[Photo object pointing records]
________

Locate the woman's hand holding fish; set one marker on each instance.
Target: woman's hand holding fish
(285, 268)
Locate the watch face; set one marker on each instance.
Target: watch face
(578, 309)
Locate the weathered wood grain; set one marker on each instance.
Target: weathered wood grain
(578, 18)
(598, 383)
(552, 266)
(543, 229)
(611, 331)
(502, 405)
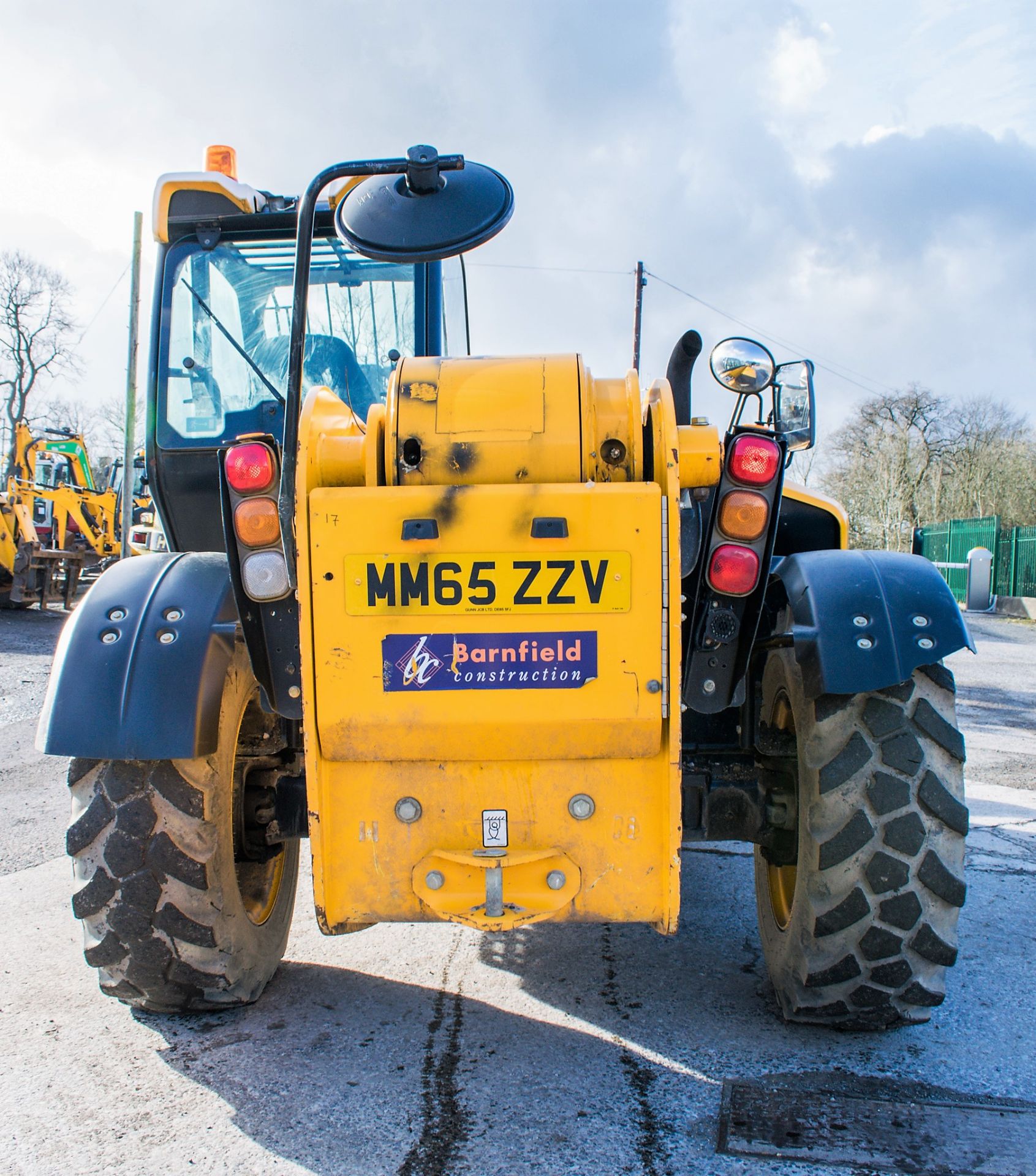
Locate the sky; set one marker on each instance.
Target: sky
(855, 183)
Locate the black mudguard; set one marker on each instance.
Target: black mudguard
(137, 696)
(828, 590)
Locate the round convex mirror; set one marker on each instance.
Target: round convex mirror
(743, 365)
(425, 214)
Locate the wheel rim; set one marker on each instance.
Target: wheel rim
(259, 883)
(781, 879)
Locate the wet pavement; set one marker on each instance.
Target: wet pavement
(433, 1049)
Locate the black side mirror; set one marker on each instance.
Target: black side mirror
(794, 409)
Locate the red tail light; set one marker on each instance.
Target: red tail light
(251, 467)
(733, 570)
(754, 461)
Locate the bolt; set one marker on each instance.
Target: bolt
(408, 809)
(581, 806)
(777, 814)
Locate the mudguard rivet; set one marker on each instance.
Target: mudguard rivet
(581, 807)
(408, 809)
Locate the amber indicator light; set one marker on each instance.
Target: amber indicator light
(257, 524)
(744, 515)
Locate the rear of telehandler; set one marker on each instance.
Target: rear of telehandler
(497, 635)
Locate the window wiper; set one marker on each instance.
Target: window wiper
(232, 341)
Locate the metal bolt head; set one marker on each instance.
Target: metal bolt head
(408, 809)
(581, 807)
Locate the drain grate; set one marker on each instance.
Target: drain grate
(837, 1118)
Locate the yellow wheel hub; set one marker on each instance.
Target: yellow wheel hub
(781, 879)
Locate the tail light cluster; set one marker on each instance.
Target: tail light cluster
(744, 514)
(252, 479)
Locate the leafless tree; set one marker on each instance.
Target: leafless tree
(36, 332)
(912, 458)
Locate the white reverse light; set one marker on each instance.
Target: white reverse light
(265, 575)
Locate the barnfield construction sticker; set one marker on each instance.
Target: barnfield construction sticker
(488, 662)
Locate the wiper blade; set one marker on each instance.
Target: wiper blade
(233, 341)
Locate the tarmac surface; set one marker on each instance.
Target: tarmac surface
(432, 1049)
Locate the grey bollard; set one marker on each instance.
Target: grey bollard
(978, 595)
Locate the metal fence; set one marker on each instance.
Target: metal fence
(1014, 553)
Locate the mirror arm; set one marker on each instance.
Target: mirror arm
(305, 225)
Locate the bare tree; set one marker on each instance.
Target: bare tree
(36, 332)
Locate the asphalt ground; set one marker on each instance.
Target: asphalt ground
(433, 1049)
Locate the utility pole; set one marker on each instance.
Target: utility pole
(641, 281)
(130, 447)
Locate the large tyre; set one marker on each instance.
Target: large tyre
(859, 913)
(175, 915)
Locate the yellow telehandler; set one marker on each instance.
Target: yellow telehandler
(497, 634)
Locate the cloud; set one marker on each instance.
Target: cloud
(798, 69)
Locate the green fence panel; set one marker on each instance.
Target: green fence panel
(1014, 554)
(947, 545)
(1023, 581)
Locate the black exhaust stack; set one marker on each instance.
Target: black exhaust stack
(681, 364)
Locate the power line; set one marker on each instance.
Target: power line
(828, 365)
(552, 270)
(104, 304)
(825, 363)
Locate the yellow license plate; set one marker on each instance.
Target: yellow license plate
(488, 582)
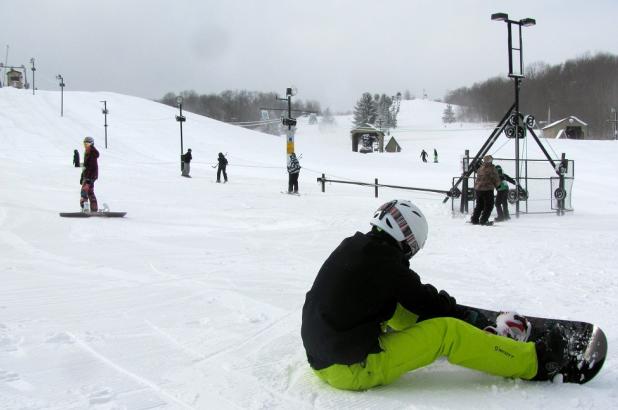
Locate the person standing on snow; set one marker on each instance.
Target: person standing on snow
(90, 174)
(502, 204)
(222, 161)
(487, 179)
(186, 163)
(424, 155)
(293, 173)
(368, 319)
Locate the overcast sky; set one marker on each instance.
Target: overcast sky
(330, 50)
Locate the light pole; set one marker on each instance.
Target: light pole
(33, 70)
(59, 77)
(614, 121)
(517, 76)
(105, 112)
(180, 118)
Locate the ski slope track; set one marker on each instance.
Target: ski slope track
(194, 299)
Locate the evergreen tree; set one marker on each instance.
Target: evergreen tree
(448, 116)
(365, 111)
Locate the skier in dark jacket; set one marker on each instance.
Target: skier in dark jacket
(424, 155)
(368, 318)
(502, 204)
(486, 180)
(90, 174)
(186, 163)
(293, 173)
(221, 167)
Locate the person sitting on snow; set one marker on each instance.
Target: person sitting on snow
(368, 319)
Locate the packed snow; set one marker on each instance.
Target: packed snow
(193, 300)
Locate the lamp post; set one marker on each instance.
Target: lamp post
(517, 76)
(614, 121)
(59, 77)
(33, 70)
(105, 112)
(180, 118)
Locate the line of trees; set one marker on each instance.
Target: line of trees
(586, 87)
(380, 110)
(239, 106)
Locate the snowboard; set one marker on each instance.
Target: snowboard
(587, 344)
(104, 214)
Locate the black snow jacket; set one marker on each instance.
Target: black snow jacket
(91, 166)
(355, 291)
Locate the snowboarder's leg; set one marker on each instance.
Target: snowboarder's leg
(402, 319)
(478, 207)
(421, 344)
(92, 198)
(499, 206)
(290, 182)
(488, 206)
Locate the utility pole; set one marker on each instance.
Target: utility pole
(33, 70)
(59, 77)
(615, 122)
(180, 118)
(105, 112)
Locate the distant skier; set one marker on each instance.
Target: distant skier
(186, 163)
(368, 319)
(487, 179)
(222, 161)
(424, 155)
(90, 174)
(502, 203)
(293, 172)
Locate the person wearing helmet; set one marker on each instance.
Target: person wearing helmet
(368, 319)
(293, 172)
(502, 204)
(89, 174)
(186, 164)
(486, 180)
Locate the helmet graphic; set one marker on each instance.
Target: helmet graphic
(404, 222)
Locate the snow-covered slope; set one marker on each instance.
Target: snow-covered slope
(193, 300)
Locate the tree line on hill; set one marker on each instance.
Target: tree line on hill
(586, 87)
(378, 110)
(242, 106)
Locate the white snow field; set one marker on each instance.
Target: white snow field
(193, 300)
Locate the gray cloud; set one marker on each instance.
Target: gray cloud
(332, 50)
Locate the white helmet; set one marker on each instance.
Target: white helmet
(403, 221)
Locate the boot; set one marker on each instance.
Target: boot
(552, 354)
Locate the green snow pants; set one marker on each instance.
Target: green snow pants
(413, 345)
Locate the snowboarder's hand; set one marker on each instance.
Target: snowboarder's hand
(449, 300)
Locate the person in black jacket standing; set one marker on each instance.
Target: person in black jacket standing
(89, 175)
(186, 163)
(221, 168)
(368, 318)
(293, 172)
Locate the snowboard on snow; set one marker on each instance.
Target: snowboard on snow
(104, 214)
(586, 342)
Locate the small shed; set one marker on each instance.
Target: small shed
(570, 127)
(357, 135)
(14, 78)
(393, 145)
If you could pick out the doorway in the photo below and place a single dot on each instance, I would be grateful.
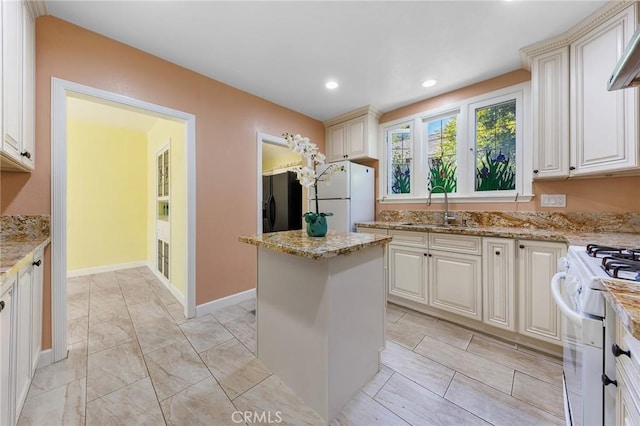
(61, 91)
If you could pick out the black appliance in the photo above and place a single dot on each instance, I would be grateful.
(281, 202)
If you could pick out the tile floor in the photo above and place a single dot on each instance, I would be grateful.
(134, 359)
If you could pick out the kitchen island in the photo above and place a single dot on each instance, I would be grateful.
(320, 312)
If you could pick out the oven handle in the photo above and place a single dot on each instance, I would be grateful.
(562, 304)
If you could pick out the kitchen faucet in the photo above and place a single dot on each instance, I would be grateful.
(447, 216)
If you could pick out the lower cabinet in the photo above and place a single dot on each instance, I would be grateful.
(407, 272)
(537, 263)
(455, 283)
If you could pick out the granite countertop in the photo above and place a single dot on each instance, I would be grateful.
(572, 237)
(15, 252)
(300, 244)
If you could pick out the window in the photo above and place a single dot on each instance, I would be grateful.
(472, 150)
(399, 171)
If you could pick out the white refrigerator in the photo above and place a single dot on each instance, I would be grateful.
(349, 196)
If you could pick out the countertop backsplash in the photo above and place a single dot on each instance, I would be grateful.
(24, 227)
(573, 221)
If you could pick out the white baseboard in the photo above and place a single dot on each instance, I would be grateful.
(166, 283)
(105, 268)
(46, 358)
(216, 305)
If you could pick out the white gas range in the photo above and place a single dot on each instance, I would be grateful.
(588, 329)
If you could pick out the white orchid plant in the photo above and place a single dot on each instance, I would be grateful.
(307, 174)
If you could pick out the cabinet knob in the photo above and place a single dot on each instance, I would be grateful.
(606, 381)
(617, 351)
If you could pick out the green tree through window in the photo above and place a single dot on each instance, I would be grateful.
(496, 147)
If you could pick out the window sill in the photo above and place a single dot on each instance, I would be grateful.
(511, 198)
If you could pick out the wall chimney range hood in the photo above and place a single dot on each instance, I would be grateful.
(627, 71)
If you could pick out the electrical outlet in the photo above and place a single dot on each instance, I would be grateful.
(553, 200)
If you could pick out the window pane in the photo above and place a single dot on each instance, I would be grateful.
(441, 154)
(496, 147)
(399, 142)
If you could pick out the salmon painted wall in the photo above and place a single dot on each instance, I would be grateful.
(227, 121)
(584, 195)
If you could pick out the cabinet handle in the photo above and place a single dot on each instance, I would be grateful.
(617, 351)
(606, 381)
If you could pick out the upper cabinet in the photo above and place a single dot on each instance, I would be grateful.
(579, 127)
(18, 86)
(352, 136)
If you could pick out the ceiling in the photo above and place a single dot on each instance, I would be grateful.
(378, 51)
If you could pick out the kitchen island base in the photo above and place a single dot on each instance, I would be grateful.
(320, 323)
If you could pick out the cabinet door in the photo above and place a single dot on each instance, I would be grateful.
(603, 123)
(356, 138)
(36, 308)
(498, 277)
(537, 263)
(550, 96)
(336, 139)
(455, 283)
(6, 357)
(23, 336)
(28, 87)
(407, 273)
(12, 78)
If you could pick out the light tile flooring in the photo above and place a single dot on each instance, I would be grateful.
(134, 359)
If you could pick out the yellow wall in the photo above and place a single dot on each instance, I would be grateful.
(159, 135)
(106, 195)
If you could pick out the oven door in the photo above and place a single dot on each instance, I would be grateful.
(582, 337)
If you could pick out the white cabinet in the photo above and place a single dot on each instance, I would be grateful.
(579, 127)
(498, 282)
(539, 315)
(455, 283)
(352, 136)
(407, 272)
(550, 96)
(18, 86)
(603, 124)
(7, 357)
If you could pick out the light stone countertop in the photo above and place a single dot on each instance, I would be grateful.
(573, 237)
(300, 244)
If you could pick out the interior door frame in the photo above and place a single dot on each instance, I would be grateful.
(59, 91)
(260, 139)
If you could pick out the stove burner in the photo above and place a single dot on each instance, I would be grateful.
(595, 249)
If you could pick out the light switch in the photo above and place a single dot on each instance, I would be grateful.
(553, 200)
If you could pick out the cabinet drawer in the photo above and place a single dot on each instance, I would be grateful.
(410, 238)
(458, 243)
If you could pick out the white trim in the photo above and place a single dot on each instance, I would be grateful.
(273, 140)
(105, 268)
(59, 91)
(216, 305)
(45, 358)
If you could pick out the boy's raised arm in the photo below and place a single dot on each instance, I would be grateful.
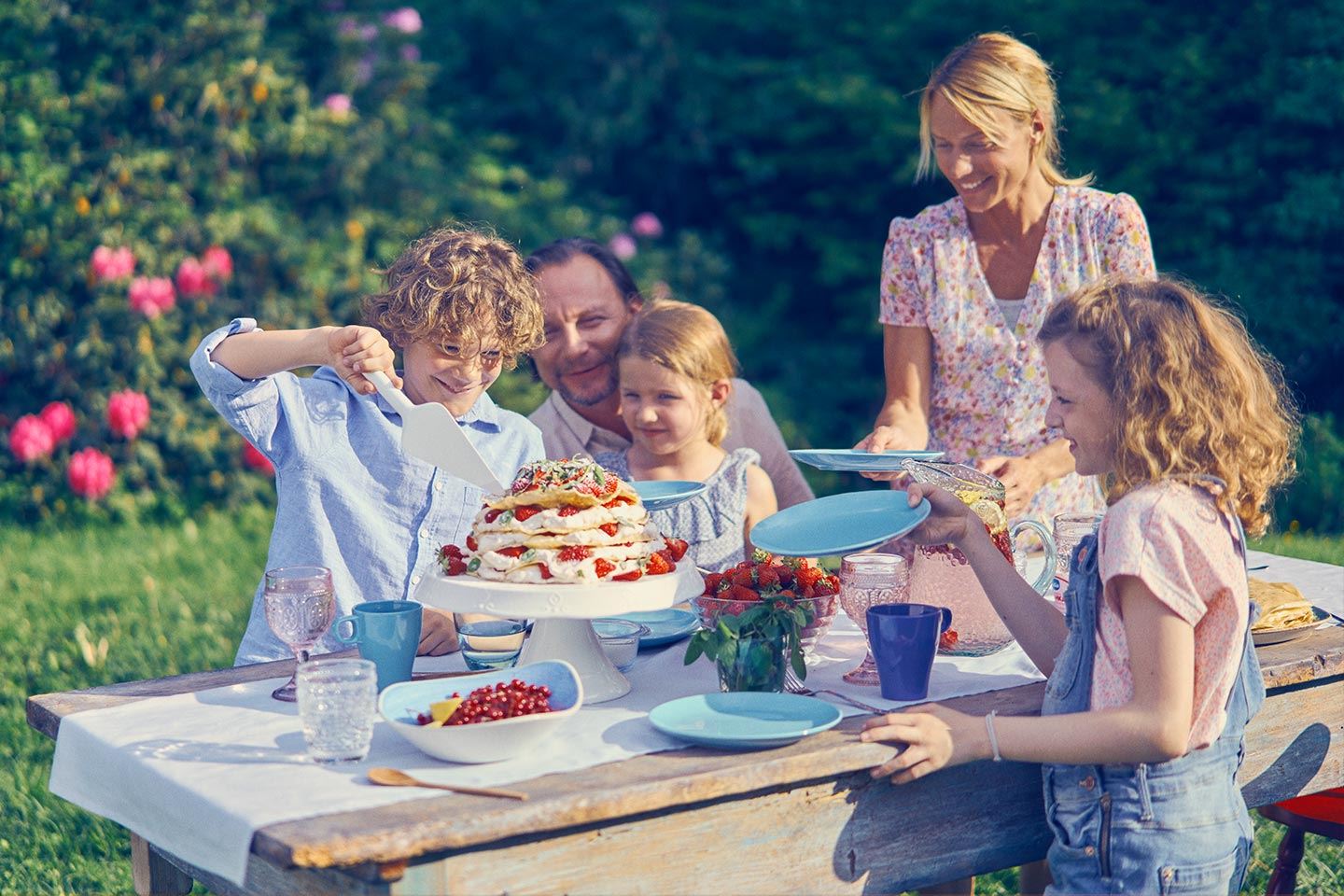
(350, 351)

________

* **GIVEN REQUEST**: Retype the data word for word, from the line with "Locate the leafless" up to and including the line with "(432, 1049)".

* **WORKED ANSWER**:
Locate the leafless tree; set one marker on each instance.
Target: leafless tree
(36, 332)
(912, 458)
Locate the white reverse light; set one marker on each instance.
Target: white reverse light
(265, 575)
Locate the barnfield construction sticker; set one marker on each instance.
Target: barnfield construction sticker
(488, 662)
Locate the wiper blade; set one marker on each instance.
Target: wiper blade
(233, 341)
Locate the tarmac surface; set one marker on each instance.
Target: tarmac surface
(432, 1049)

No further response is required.